-- Extract provided --

- Opening Delimiter -

Archive/File: orgs/american/idaho idaho.042094
Last-Modified: 1994/04/22

Article: 62143 of soc.culture.jewish
From: Dan Yurman 
Newsgroups: soc.culture.jewish
Date: 20 Apr 94 21:40 PDT
Subject: Re: White Supremacists in Idaho Falls
Message-ID: <1473600088@cdp>
References: <1473600086@cdp>
Sender: Notesfile to Usenet Gateway 
Lines: 108

From: Dan Yurman 

/* Written  9:39 pm  Apr 20, 1994 by dyurman@igc.apc.org in igc:gen.right */
/* ---------- "White Supremacists in Idaho Falls" ---------- */
City Commission Holds Hearing on Racist Leaflets
 
     Idaho Falls, Idaho - 4/20/94 - The Idaho Falls Cultural Awareness
and Human Relations Committee held a hearing this evening on racist
leaflets distributed in the city last week.  Commission Chairman and
former long-time city council member Wes Deist said the purpose of the
hearing was to gain community input for a response to the flyers.  The
flyers, titled, "A Challenge to White People," asked white people to
look out for white interests and listed a series of grievances against
minorities.
 
     Deist said the most significant concern the commission had was
whether there was any relationship between the anti-minority leaflets
and gang activity in the city.  He asked if there had been any graffiti
such as swastikas.  Idaho Falls Police Officer Mark Burnell told the
commission that these are two separate spheres of activity and that he
did not know of any link between them.  Burnell said that most problems
with juveniles and race related-incidents involve "disenfranchised
kids," but that they were not affiliated in Idaho Falls at this time
with any groups like White Aryan Resistance (WAR).  Burnell said there
had not been any reports of neo-Nazi graffiti in Idaho Falls.
 
     Due to the number of calls police received about the flyers, and
the violent history of WAR, Burnell said that police visited the home of
the people who had printed and distributed them to assess the situation.
Last Sunday the Idaho Falls Post Register identified the owners of a
post office box rented March 31st listed on the flyers as Jessie M.
Olson and his wife JoAnn Archibald Olson.

- Closing Delimiter -

-- Problem 1 --
List every person named in the Idaho Falls leaflets report, including its author.
-- Problem 2 --
Summarize the Idaho Falls leaflets report in two sentences.
-- Problem 3 --
According to the Idaho Falls leaflets report, who chairs the commission that held the hearing?

-- Provided information --

- Opening Delimiter -

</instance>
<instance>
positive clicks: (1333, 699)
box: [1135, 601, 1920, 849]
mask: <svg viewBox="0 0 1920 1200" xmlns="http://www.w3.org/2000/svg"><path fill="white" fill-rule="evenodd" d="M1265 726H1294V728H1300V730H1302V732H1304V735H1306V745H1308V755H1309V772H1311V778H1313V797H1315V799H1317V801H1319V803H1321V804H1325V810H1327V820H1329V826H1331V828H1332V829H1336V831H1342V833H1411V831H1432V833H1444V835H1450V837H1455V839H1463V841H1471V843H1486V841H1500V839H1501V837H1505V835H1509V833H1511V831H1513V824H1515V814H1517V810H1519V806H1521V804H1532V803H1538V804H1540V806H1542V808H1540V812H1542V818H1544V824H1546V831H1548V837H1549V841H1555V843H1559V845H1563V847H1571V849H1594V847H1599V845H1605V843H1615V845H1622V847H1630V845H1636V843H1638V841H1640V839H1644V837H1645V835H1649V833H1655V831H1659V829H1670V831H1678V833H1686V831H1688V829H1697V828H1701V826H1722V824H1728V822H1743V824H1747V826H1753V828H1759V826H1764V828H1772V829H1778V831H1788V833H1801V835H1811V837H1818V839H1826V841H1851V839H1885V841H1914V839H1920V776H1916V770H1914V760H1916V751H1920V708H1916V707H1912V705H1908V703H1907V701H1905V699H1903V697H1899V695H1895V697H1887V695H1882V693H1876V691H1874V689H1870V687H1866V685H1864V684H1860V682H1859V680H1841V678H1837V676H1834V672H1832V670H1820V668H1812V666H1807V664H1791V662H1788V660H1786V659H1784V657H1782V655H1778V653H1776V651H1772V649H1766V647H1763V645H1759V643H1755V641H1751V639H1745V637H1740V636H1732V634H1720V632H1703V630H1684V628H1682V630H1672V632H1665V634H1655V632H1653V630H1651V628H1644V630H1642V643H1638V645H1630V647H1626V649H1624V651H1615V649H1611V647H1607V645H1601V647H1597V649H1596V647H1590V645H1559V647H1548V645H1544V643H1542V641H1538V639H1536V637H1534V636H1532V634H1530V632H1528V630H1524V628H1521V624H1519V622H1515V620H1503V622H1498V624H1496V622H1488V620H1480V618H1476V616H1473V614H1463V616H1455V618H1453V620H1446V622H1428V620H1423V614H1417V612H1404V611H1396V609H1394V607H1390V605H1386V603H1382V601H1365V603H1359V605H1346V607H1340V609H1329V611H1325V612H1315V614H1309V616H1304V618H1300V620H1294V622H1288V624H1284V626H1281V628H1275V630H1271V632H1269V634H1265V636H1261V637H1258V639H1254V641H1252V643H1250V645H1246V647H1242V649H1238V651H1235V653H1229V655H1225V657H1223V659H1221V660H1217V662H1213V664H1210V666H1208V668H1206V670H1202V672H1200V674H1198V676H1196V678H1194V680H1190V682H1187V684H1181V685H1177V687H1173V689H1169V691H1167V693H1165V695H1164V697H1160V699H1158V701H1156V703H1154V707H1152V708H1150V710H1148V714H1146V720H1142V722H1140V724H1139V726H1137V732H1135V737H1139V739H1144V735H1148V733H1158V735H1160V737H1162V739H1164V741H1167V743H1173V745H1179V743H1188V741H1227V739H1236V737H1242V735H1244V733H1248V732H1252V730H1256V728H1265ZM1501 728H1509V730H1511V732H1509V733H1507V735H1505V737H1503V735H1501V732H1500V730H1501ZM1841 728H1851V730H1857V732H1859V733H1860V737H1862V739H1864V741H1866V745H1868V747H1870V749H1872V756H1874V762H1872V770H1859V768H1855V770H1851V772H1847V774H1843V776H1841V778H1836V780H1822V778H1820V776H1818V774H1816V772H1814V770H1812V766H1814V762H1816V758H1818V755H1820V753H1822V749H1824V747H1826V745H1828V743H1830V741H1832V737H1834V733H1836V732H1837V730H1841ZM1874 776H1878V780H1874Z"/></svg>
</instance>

- Closing Delimiter -

-- Task solution 1 --
Dan Yurman
Wes Deist
Mark Burnell
Jessie M. Olson
JoAnn Archibald Olson

-- Task solution 2 --
The Idaho Falls Cultural Awareness and Human Relations Committee held a hearing on 4/20/94 to gather community input for a response to racist leaflets titled "A Challenge to White People" that were distributed in the city the week before. Police Officer Mark Burnell told the commission he knew of no link between the leaflets and gang activity and that there had been no reports of neo-Nazi graffiti, and the Post Register identified the owners of the post office box listed on the flyers as Jessie M. Olson and JoAnn Archibald Olson.

-- Task solution 3 --
Wes Deist, a former long-time city council member.